EXERCISE DETAILS> List every line in the rows that contains the string "mist".

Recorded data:
— START —

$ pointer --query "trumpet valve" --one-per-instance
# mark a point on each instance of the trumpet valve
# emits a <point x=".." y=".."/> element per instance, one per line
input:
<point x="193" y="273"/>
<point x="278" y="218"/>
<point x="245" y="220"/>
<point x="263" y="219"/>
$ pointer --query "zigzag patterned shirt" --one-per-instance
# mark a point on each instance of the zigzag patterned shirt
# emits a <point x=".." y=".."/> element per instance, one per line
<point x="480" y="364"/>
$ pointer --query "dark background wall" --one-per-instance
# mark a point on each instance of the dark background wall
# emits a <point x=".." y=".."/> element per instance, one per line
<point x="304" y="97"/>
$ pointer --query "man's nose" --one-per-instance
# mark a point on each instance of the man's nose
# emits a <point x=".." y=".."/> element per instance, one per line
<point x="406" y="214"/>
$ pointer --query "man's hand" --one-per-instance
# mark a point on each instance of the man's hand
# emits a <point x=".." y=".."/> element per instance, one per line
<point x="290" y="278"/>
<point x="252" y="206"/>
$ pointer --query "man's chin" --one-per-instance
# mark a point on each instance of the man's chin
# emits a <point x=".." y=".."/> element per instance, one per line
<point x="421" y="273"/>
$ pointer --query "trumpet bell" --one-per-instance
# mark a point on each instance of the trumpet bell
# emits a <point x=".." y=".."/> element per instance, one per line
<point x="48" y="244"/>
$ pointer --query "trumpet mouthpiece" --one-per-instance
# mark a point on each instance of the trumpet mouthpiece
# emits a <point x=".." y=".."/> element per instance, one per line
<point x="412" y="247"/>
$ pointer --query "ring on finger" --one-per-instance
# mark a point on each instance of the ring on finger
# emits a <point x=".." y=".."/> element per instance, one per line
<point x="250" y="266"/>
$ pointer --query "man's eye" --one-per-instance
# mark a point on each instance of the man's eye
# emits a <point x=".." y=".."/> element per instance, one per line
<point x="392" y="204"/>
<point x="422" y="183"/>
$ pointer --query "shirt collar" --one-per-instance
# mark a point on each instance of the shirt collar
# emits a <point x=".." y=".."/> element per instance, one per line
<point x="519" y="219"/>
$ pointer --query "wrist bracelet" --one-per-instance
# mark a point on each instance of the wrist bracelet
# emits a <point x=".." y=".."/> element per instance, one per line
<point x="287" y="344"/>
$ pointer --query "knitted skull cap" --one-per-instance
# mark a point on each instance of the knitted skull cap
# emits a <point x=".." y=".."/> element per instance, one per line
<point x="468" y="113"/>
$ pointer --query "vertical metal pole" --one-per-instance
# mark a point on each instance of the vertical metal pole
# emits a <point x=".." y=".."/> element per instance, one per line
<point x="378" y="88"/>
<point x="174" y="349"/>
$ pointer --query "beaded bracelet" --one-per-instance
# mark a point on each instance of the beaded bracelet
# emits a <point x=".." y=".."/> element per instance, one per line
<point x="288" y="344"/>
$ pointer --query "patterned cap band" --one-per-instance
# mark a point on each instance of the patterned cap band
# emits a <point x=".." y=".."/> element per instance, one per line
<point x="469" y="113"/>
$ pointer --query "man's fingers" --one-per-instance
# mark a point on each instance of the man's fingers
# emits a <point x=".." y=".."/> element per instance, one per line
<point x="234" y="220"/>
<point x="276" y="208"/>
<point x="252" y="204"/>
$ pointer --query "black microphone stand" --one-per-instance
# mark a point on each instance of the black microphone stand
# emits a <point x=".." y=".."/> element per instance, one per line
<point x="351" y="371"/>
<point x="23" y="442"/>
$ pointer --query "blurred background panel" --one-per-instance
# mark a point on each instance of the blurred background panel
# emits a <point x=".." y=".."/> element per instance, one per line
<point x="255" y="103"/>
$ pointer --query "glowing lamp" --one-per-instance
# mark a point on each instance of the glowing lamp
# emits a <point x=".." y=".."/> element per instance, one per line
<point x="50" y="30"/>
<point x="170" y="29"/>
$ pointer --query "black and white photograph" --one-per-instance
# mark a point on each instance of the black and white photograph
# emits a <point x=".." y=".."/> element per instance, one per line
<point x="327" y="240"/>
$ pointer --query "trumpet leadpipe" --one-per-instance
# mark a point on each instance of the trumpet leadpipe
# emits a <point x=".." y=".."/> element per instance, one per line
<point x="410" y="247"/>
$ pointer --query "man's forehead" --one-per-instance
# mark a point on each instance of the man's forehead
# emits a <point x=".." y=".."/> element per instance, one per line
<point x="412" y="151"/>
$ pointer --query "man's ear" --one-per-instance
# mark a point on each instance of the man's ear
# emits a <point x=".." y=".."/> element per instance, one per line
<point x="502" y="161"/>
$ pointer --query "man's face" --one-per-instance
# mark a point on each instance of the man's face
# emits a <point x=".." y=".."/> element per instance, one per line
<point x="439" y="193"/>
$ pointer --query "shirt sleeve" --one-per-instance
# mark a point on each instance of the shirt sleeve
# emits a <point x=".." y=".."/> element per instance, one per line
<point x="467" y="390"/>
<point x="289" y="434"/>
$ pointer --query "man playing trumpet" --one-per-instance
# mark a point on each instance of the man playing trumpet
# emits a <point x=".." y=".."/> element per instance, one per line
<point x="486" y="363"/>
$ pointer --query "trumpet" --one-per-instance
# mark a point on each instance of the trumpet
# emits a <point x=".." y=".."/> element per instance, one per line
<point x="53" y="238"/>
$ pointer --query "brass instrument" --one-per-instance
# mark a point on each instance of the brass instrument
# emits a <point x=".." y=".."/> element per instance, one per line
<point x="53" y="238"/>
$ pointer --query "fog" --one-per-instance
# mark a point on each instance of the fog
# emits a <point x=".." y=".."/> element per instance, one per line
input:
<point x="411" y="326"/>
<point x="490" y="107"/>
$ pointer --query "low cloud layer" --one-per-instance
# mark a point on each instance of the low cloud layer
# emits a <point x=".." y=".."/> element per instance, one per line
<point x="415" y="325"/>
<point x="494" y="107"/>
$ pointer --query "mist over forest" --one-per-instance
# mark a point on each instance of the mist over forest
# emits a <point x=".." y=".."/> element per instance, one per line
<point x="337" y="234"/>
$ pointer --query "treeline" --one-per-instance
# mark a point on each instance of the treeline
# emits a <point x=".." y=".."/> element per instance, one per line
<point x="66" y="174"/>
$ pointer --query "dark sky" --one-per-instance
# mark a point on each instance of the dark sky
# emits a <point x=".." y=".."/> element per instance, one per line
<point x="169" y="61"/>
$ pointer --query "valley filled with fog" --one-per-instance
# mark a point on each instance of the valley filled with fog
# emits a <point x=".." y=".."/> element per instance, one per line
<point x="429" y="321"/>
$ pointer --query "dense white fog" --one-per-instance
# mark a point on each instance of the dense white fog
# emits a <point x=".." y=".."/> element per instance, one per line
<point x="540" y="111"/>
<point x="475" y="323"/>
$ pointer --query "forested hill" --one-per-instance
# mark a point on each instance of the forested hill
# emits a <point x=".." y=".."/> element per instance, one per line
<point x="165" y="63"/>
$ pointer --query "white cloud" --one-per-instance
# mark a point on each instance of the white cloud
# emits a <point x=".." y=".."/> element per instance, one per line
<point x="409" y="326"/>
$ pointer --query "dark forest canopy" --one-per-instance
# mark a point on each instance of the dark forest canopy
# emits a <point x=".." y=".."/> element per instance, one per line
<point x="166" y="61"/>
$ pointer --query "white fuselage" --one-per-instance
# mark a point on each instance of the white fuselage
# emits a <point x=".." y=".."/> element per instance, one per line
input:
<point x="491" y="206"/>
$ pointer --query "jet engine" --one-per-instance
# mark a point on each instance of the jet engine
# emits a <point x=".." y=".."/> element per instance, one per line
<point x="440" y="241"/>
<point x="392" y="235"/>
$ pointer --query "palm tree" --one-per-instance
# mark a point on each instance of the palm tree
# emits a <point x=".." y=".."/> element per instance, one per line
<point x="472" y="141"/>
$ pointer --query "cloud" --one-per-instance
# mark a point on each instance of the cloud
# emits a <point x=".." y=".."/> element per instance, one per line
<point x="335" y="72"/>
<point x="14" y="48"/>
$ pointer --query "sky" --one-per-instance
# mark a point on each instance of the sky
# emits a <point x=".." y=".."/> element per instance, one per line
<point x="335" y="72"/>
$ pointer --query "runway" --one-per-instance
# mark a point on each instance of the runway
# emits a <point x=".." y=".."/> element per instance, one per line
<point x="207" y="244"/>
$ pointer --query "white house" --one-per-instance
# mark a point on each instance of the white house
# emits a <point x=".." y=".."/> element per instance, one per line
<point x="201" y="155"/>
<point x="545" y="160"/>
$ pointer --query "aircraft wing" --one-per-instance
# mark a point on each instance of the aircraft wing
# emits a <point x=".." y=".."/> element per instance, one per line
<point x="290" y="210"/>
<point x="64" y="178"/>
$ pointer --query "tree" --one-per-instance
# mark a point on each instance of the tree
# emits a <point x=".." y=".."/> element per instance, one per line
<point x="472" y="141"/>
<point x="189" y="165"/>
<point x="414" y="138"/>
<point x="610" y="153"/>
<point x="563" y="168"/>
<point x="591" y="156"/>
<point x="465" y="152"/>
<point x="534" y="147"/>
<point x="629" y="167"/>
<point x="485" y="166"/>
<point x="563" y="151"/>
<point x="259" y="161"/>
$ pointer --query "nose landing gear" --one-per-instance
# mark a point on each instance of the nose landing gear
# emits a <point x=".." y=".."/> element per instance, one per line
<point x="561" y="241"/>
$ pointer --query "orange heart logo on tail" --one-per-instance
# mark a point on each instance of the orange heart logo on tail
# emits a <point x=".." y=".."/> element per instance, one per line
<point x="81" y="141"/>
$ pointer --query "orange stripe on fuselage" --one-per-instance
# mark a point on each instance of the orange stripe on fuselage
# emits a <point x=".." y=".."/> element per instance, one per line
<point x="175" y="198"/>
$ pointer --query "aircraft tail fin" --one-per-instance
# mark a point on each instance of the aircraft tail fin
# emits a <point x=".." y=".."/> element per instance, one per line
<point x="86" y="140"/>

— END —

OUTPUT FOR THIS EXERCISE>
$ pointer --query "mist over forest" --one-per-instance
# mark a point on each instance of the mist over forest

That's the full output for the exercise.